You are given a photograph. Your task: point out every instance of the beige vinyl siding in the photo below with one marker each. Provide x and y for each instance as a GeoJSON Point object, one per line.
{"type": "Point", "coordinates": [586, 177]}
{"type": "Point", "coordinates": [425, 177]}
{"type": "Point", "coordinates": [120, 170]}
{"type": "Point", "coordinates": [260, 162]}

***

Rewrite the records above with "beige vinyl siding" changed to "tan vinyl siding", keeping every other part the same.

WRITTEN SOLUTION -
You are given a photograph. Your task: point out every instance of the tan vinyl siding in the photo below with one marker each. Provide x and y for each instance as a GeoJSON Point object, one per line.
{"type": "Point", "coordinates": [586, 177]}
{"type": "Point", "coordinates": [425, 177]}
{"type": "Point", "coordinates": [120, 170]}
{"type": "Point", "coordinates": [260, 162]}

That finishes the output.